- Description of the task -
For this task, copy all of the data below exactly and skip the pictures.

Data: Begin

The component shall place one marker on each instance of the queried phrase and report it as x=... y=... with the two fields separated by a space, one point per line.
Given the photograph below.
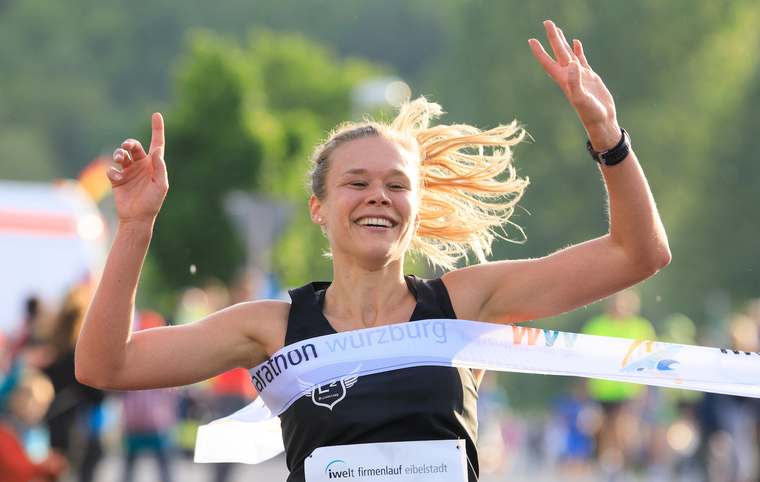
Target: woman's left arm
x=635 y=248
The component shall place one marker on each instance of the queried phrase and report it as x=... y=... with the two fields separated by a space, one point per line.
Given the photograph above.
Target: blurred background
x=248 y=88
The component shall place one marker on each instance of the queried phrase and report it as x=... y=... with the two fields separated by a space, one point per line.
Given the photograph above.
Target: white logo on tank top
x=330 y=393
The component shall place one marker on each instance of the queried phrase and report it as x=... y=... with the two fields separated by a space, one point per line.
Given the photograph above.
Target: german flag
x=94 y=180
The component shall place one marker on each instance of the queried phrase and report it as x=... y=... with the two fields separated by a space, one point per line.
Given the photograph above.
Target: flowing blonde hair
x=468 y=187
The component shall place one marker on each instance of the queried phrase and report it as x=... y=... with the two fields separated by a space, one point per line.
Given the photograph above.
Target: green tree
x=247 y=118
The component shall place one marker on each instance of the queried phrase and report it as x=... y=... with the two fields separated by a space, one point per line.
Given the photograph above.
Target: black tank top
x=421 y=403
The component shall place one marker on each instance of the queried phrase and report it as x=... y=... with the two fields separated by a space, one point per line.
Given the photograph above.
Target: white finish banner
x=326 y=367
x=428 y=461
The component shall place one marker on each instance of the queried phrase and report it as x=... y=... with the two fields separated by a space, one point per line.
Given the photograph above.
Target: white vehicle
x=52 y=237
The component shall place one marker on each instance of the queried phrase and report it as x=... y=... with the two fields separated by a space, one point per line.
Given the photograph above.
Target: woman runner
x=379 y=191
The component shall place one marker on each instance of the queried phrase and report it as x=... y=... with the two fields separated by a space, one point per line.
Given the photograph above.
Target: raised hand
x=584 y=89
x=140 y=187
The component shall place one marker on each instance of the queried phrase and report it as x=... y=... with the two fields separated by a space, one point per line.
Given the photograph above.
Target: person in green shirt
x=618 y=437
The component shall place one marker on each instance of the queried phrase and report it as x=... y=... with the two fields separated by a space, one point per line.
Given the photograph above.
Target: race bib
x=428 y=461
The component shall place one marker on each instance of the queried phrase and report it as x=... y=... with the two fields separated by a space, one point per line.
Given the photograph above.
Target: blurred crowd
x=53 y=428
x=611 y=431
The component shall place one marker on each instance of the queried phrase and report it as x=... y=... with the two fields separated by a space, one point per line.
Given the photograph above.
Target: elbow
x=656 y=260
x=87 y=376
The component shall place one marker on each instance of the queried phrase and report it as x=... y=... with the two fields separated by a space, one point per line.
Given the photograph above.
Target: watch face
x=615 y=155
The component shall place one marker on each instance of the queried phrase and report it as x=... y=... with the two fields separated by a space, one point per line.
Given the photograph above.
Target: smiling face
x=370 y=208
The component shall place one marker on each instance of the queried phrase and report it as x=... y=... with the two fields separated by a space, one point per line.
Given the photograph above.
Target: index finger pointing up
x=157 y=137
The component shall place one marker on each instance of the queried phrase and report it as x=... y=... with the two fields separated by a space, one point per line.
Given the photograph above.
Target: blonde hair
x=467 y=185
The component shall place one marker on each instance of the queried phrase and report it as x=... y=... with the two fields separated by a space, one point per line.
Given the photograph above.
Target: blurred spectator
x=730 y=423
x=232 y=390
x=619 y=439
x=149 y=417
x=24 y=454
x=493 y=410
x=569 y=438
x=75 y=406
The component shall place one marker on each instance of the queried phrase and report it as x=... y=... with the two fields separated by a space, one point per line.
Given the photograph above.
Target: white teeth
x=375 y=222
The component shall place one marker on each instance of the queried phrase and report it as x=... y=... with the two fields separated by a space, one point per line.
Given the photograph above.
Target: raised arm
x=108 y=355
x=635 y=248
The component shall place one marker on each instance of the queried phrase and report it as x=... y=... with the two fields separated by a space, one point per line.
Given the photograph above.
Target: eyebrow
x=393 y=172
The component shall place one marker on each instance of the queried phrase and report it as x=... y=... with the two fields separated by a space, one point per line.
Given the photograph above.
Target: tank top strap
x=305 y=319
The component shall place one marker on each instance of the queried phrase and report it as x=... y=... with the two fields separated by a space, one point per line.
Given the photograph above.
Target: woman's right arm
x=108 y=354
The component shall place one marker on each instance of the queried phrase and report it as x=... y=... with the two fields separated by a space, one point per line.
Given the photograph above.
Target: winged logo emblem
x=330 y=393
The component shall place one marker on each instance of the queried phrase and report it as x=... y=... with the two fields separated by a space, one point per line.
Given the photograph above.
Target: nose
x=378 y=196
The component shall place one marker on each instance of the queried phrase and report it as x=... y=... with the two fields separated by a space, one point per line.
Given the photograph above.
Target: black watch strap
x=615 y=155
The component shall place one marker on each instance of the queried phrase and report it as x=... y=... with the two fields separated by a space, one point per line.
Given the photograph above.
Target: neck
x=361 y=298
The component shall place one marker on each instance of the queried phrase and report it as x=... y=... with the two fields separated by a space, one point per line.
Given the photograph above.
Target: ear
x=316 y=211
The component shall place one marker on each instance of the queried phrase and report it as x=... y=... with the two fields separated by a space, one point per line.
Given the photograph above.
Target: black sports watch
x=614 y=155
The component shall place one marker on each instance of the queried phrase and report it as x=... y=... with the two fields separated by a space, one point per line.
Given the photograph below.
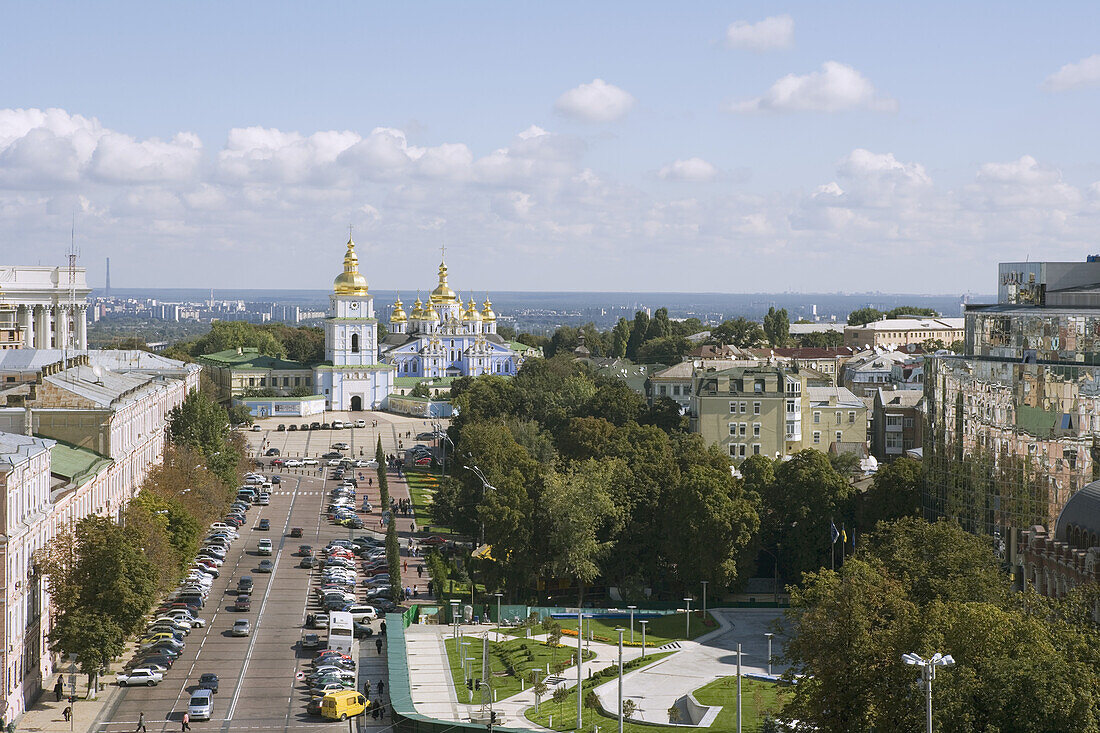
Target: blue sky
x=630 y=146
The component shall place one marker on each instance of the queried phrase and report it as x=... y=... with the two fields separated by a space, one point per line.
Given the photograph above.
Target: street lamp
x=619 y=630
x=485 y=484
x=498 y=616
x=928 y=673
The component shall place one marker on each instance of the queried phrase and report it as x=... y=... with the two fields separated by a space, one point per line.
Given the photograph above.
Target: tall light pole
x=620 y=678
x=928 y=673
x=580 y=663
x=498 y=616
x=486 y=484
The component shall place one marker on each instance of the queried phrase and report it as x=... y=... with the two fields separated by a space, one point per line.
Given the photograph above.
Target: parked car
x=201 y=704
x=140 y=676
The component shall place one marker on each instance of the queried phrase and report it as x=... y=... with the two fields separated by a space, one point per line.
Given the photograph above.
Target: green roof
x=77 y=465
x=250 y=358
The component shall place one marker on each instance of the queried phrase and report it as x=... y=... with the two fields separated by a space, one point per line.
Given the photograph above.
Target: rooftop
x=249 y=358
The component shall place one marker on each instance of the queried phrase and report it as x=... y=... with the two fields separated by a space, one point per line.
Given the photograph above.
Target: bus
x=341 y=632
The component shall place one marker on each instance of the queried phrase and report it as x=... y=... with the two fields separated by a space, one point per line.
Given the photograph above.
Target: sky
x=715 y=146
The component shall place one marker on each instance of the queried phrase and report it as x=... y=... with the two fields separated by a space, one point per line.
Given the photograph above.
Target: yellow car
x=343 y=704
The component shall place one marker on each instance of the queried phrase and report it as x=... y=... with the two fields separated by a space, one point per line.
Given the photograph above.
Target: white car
x=140 y=676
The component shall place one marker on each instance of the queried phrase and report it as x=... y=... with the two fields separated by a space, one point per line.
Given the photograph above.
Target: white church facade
x=443 y=338
x=352 y=378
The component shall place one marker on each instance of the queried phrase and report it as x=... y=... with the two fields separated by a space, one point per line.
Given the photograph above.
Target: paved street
x=257 y=688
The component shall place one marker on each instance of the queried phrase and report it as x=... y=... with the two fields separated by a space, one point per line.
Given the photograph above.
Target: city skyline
x=748 y=149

Data: End

- Exercise result -
The component shall place one marker on each instance of the queried phrase and report it as x=... y=... with the two fields separated by a space, one point per line.
Given the photograph below.
Target: woman's left arm
x=635 y=248
The component shall place one marker on each instance of the queried phrase and report it as x=... y=... with the two fields separated by a space, one point per line.
Given the photograph above.
Target: blurred background
x=248 y=88
The component shall place one marker on each instance of the queried phrase and report it as x=... y=... with the two fields separated by a space, one point per line.
Given the photograph above.
Target: white logo on tank top
x=330 y=393
The component shall place one marker on each instance of the queried phrase and report it as x=... y=... with the two fields separated by a space, one point per line.
Given the photograph above.
Target: german flag
x=94 y=180
The component shall place one marker on each instance of the queried phrase and report it as x=... y=... with the two fields separated by a space, one point per line.
Given the photograph above.
Target: flowing blonde hair
x=468 y=187
The component shall place one marker on each instance of the queried phrase and report it as x=... y=... with the two fields separated by a space, one point per line.
Given the photograph above.
Target: green tree
x=247 y=118
The component shall place one marker on each instance of the queried phrase and report it as x=... y=... with the two fields separated by a space, one point per line.
Given the photograph above.
Target: black tank top
x=421 y=403
The component shall place one marker on each instance of the queried phrase and report it as x=... y=... with the two fields separated by a space, one point per line.
Given the photograph above.
Target: white finish banner
x=326 y=367
x=428 y=461
The component shall place one marker on each instance of the queried phrase and report it as x=... y=... with the two fields separated by a space, one point per line.
Given the photograph above.
Target: white vehicle
x=52 y=237
The component shall place one marker on each instance of the queried phrase and report it as x=... y=... with the two fields separated by a space, one point per line.
Given the photograph above.
Target: woman runner
x=379 y=191
The component shall place one marker on each instance of the queried phrase and report it as x=... y=... with the two fields separated by a space, one point per line.
Given the photograph above.
Target: raised hand
x=584 y=89
x=140 y=187
The component shall place one marker on each instance of the queried phrase and report it as x=... y=... with the two fields separated by a space, one point per line.
Given the photograph above.
Target: person in green shirt
x=618 y=437
The component shall place one marker on each instance of the queried phrase and report it as x=... y=... with the two fields separated by a space, one point per line.
Given the photograph above.
Target: race bib
x=428 y=461
The component shall place one marker on each instance of the queried phrase and report it as x=... y=... with the two fields separated by a space, one point per line.
Given the photograph above.
Target: blurred crowd
x=53 y=428
x=611 y=431
The component shall place one marker on each instance of the queried phrase and report it as x=... y=... with the two fields separated by a space, one point per line.
Given the photograph above.
Target: elbow
x=656 y=260
x=87 y=376
The component shall place one marker on each instance of the queried phrase and report it as x=... y=... with the two fields separated by a space, one point per line.
Given the photograph above.
Target: watch face
x=615 y=155
The component shall place one marker on each instance of the queried phrase and report it as x=... y=... with the two fields separated by a space, one point per line.
Given the photograph above.
Target: smiling face
x=370 y=208
The component shall place one marker on each instance of the queried phrase and report it as x=... y=... with the two fields separated by a space, one point per line.
Given the photograph above.
Target: index finger pointing up
x=157 y=137
The component shall place one marker on each instance of the queried phrase and report it as x=... y=... with the two fields separated by a space, one point per line.
Given the photograph above.
Target: blonde hair
x=467 y=185
The component shall place one marker on each instance of the queried phrase and report it as x=... y=... with the two fields separated by a space, one point per line.
Given the photograph above.
Target: blurred spectator
x=730 y=423
x=232 y=390
x=619 y=439
x=149 y=417
x=24 y=454
x=493 y=410
x=569 y=438
x=75 y=406
The component shall place one marker on each instance of the queried phrase and report it as x=... y=... with the two fields separated by a space, one point per line.
Given the photograph above.
Target: white teeth
x=375 y=222
The component shall place one marker on each instance of the queried phrase and report it as x=... y=... with the two fields separated by a space, one point per line.
Given the photograph above.
Target: raised arm
x=108 y=355
x=635 y=248
The component shall place one marker on each instance of the queried phrase and report it as x=... y=... with the two fields separated by a space, one point per line.
Given the photograph above.
Target: eyebrow
x=393 y=172
The component shall place one marker on each instance of the queried phrase and report it as x=... y=... with the two fields separated by a space, one point per line.
Given the photograph above.
Target: tank top strap
x=305 y=319
The component shall place one marker on each instance of the queried phrase and report it as x=... y=... with the two fields separated by a space, one point per line.
Given the photograph above.
Target: woman's right arm
x=108 y=354
The component shall place one marker on each instance of the queried phrase and report it as x=... y=... with the two fields separated by a space, one point per line.
Given the photograph above.
Target: winged logo emblem
x=330 y=393
The component shall place one marker on each instance of the queried phrase and report it as x=... y=... with the two fields separated by a space, one point per line.
Given the photograph above.
Target: nose
x=378 y=196
The component shall place one marker on each instance of the queried phrase and report it as x=... y=... with the two fields separated by a space, one point per line.
Given the photograph above.
Target: black watch strap
x=615 y=155
The component shall place one marker on each instance of the queried phrase and report it as x=... y=... with the two fields separated by a space, one point per line.
Given the photograph above.
Target: neck
x=361 y=298
The component shall place one marker on each instance of the queried phrase and report it as x=... y=... with the two fields separated by a space, one point per line.
Given the photograph above.
Target: ear
x=316 y=211
The component shall place one marker on each instance of the queried phrase and report it as x=... y=... with the two fields separated by a space, one point per line.
Given the photograph above.
Target: black sports watch
x=614 y=155
The component shall place one marker on each instance of the queried phrase and report it as x=... y=... with the two fields separated by a space, one point per line.
Given the photograph below.
Target: blue sky
x=630 y=146
The component shall place one marker on each instance of the queried phrase and report it as x=... y=... with the two fields separated by a space, one point per line.
Given the photograph above.
Target: street lamp
x=619 y=630
x=485 y=484
x=498 y=616
x=928 y=673
The component shall place one marker on each instance of the queried phrase and report it as x=... y=... with the two fields separated by a space, one point per line.
Given the photograph above.
Target: tall light pole
x=620 y=678
x=928 y=673
x=580 y=663
x=498 y=616
x=486 y=484
The component shall place one marker on each instance of the queried phrase and report it as x=... y=... with the two fields separated by a space, one point per line.
Given the photograph above.
Target: parked car
x=201 y=704
x=140 y=676
The component shall place one marker on each instance of the queried phrase and report it as x=... y=... with the two fields separated by a space, one point per line.
Given the photograph above.
Target: green roof
x=77 y=465
x=250 y=358
The component shall place one marker on each instance of the queried phrase and report it as x=... y=... with the two fields separated by a space, one point per line.
Given the photograph above.
Target: rooftop
x=249 y=358
The component shall place one marker on each instance of the queried phrase and report it as x=... y=... with the two fields separated by a space, one point per line.
Given the photograph above.
Target: bus
x=341 y=632
The component shall place one marker on each instance of the queried phrase and report it as x=... y=... with the two fields separated by a space, one point per line.
Given the photograph above.
Target: sky
x=715 y=146
The component shall place one marker on each instance of the queried phrase and report it as x=... y=... with the two fields separated by a space, one point per line.
Given the photograph above.
Target: yellow car
x=343 y=704
The component shall place one marker on each instance of the queried phrase and report it as x=... y=... with the two fields separated by a space, one point per line.
Given the photograph above.
Target: white car
x=140 y=676
The component shall place one marker on each instance of the queried phrase and report it as x=... y=... with the two fields separated by a space, one point per line.
Given the photograph above.
Target: white church facade
x=443 y=338
x=352 y=378
The component shall place one marker on each instance of the queried phrase and report it as x=... y=... with the two fields separated by a space, one point per line.
Given the photograph above.
Target: paved street
x=257 y=688
The component shall place one marker on each instance of the queried phrase and report it as x=... y=... with the two fields separated by a space, one point per line.
Given the photograph above.
Target: city skyline
x=748 y=149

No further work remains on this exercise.